Requirement —
Word for word, repeat the lines of the records from the one containing "instance like [60,218]." through the last line, both included.

----

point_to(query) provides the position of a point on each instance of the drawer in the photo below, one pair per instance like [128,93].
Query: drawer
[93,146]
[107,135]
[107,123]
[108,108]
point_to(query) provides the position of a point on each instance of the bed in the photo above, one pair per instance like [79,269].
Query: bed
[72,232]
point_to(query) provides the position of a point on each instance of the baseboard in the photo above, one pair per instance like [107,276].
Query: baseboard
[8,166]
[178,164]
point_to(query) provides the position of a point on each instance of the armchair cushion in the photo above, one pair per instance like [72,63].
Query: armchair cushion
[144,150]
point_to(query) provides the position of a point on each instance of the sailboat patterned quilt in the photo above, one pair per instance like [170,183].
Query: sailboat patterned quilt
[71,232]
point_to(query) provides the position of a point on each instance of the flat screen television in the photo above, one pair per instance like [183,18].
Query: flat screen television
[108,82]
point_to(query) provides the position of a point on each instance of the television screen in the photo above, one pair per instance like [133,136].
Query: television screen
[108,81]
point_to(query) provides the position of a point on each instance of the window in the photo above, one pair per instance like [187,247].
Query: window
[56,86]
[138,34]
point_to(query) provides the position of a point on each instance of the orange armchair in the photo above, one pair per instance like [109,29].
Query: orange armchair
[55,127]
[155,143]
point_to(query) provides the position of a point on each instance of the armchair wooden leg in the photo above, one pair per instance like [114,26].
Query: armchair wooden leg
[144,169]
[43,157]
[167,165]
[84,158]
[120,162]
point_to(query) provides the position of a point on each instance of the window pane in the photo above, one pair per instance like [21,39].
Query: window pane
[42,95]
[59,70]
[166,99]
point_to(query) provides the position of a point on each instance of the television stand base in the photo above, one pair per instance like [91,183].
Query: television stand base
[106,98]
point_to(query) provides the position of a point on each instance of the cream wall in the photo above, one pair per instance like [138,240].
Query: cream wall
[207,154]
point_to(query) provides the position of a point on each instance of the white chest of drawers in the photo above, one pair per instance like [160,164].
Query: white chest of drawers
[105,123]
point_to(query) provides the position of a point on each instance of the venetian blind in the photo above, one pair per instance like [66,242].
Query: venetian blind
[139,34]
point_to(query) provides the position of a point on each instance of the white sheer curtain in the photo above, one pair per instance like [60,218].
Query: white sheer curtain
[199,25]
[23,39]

----

Exercise result —
point_to(query) provides the position of a point on each instance of the white sheer curtain in the photo above, one pair per instance like [60,218].
Query: white sheer curtain
[199,25]
[23,39]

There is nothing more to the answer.